EXTRAIT RETENU —
****************************************

Il faut que les autorités chinoises mettent fin à la vague de persécutions visant les personnes qui tentent de rendre hommage aux victimes de la répression de Tiananmen, a déclaré Amnesty International à l’approche du 30e anniversaire du massacre.
Ces dernières semaines, la police a arrêté, assigné à résidence ou menacé des dizaines de militant·e·s qui entendaient commémorer les événements du 4 juin, ainsi que des proches de personnes tuées.
Les 3 et 4 juin 1989, l’armée a ouvert le feu sur la place Tiananmen et aux alentours, faisant des centaines voire des milliers de morts parmi les manifestant·e·s et les civils sans arme qui réclamaient en grand nombre des réformes politiques.

****************************************

CONSIGNES DE L'EXERCICE —
1) Indiquez combien de lignes des entrées ci-dessous contiennent la chaîne « roof ». Donnez uniquement ce nombre.
2) Reprenez le texte sur la répression de Tiananmen à la suite de sa dernière phrase.

****************************************

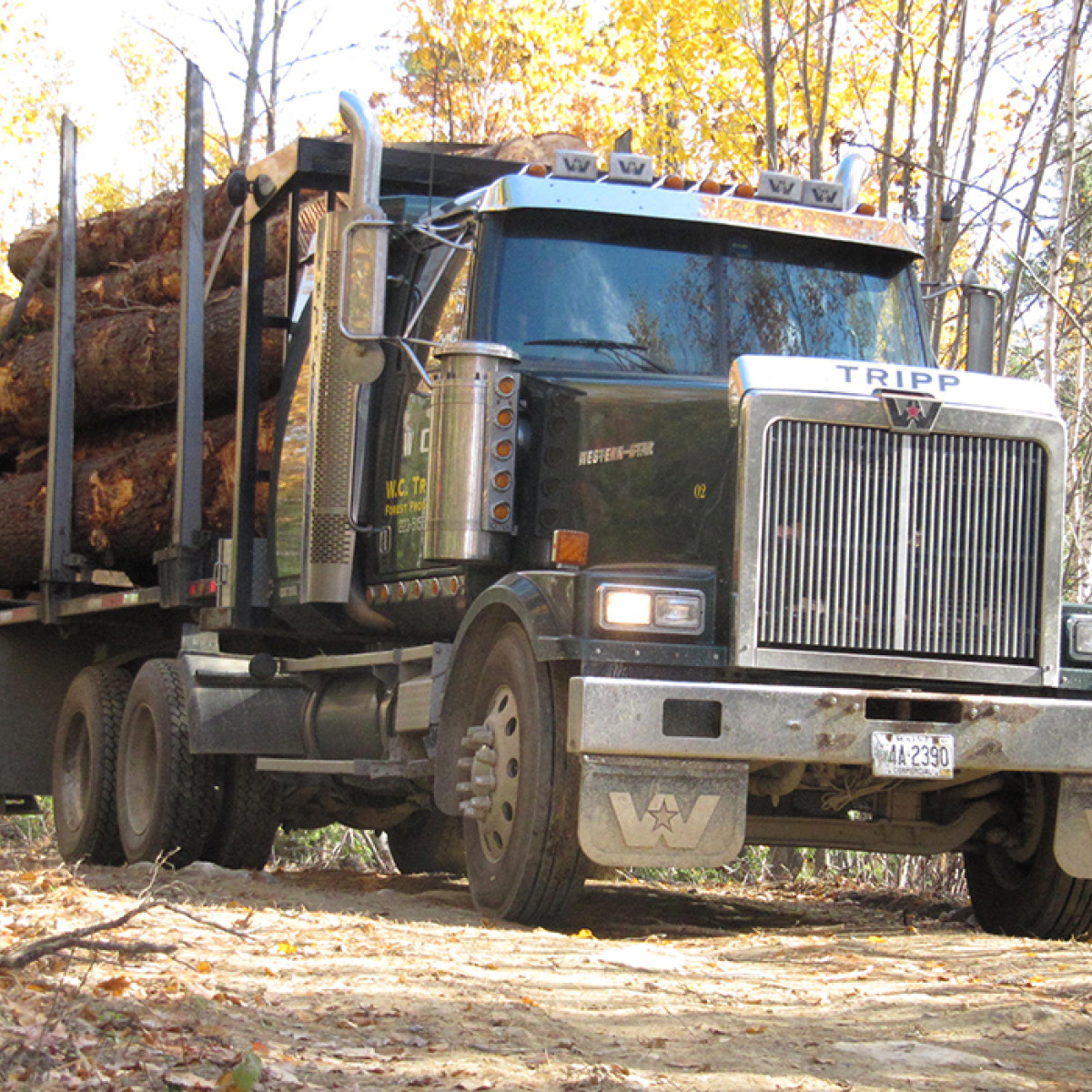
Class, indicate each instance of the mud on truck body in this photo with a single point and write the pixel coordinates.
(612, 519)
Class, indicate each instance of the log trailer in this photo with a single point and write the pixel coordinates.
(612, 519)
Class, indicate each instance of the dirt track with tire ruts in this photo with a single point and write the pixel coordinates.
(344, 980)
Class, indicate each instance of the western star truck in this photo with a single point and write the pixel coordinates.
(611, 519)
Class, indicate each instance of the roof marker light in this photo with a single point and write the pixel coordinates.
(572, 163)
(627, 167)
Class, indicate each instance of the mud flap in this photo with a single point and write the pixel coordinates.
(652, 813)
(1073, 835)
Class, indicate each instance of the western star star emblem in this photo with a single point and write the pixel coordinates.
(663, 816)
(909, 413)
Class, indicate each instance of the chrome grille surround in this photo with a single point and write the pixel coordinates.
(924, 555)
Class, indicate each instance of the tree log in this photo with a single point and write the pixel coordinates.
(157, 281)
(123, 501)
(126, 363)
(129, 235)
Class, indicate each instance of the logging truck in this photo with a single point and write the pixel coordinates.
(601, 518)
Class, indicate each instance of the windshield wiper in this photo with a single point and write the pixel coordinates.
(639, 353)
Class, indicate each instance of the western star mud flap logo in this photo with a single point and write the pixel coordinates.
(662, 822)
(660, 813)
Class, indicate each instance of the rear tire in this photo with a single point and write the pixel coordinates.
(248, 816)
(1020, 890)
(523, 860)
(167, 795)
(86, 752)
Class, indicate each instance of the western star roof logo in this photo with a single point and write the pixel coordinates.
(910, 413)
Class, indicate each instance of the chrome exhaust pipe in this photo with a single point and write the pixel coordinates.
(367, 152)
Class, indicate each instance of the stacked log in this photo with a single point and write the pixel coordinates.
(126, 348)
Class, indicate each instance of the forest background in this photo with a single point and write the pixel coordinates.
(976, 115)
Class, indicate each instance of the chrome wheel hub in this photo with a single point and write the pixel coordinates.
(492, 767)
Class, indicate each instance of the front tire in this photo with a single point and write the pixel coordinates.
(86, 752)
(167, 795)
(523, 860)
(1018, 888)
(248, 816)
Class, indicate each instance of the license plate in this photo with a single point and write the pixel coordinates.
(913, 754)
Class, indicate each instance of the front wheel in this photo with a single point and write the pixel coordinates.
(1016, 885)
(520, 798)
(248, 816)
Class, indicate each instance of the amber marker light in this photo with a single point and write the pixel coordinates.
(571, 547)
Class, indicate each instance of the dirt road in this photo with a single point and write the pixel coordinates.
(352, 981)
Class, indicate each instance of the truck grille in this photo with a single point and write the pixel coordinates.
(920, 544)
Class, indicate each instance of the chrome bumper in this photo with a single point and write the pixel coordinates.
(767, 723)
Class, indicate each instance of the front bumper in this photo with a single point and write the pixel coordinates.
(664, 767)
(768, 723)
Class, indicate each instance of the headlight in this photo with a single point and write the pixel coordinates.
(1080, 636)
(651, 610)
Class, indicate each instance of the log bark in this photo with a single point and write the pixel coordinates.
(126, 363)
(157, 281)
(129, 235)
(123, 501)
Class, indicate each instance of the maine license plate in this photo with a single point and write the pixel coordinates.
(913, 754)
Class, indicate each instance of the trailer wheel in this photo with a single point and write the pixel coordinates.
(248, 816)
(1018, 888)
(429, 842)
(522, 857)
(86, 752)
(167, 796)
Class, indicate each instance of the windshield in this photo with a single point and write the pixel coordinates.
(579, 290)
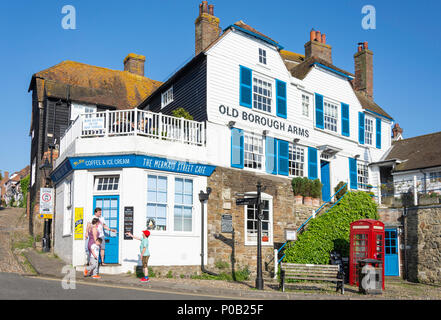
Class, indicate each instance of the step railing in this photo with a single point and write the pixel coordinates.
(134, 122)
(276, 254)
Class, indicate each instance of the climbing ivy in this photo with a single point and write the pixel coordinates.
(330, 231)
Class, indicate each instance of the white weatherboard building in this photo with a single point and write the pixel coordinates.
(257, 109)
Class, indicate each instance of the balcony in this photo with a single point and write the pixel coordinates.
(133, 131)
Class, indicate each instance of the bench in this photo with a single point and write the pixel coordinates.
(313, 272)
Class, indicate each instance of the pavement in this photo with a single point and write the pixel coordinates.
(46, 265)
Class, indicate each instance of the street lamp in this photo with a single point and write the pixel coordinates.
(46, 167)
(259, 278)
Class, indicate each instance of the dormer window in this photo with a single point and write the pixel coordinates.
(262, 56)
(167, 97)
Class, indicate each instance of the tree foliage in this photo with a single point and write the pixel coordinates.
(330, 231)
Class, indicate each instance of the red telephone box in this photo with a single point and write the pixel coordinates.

****************************************

RÉPONSES CI-DESSOUS —
1) 2

2)
Il faut que les autorités chinoises mettent fin à la vague de persécutions visant les personnes qui tentent de rendre hommage aux victimes de la répression de Tiananmen
« Trente ans après le bain de sang de la place Tiananmen, les victimes et leur famille méritent au moins la justice. Cependant, le président Xi Jinping continue de suivre la même ligne politique éculée, en persécutant avec cruauté les personnes qui cherchent à faire éclater la vérité sur cette tragédie dans le cadre d’une démarche concertée qui vise à effacer des mémoires la répression du 4 juin, a déclaré Roseann Rife, directrice des recherches sur l’Asie de l’Est à Amnesty International.
« Le gouvernement chinois doit accepter qu’aucune répression, aussi massive soit-elle, n’effacera jamais les horreurs du massacre de grande ampleur qui a eu lieu sur la place Tiananmen et à proximité. Un premier pas vers la justice consisterait à enfin autoriser la population chinoise, notamment les personnes âgées dont les enfants ont été tués lors de ces événements, à rendre hommage aux victimes du 4 juin. »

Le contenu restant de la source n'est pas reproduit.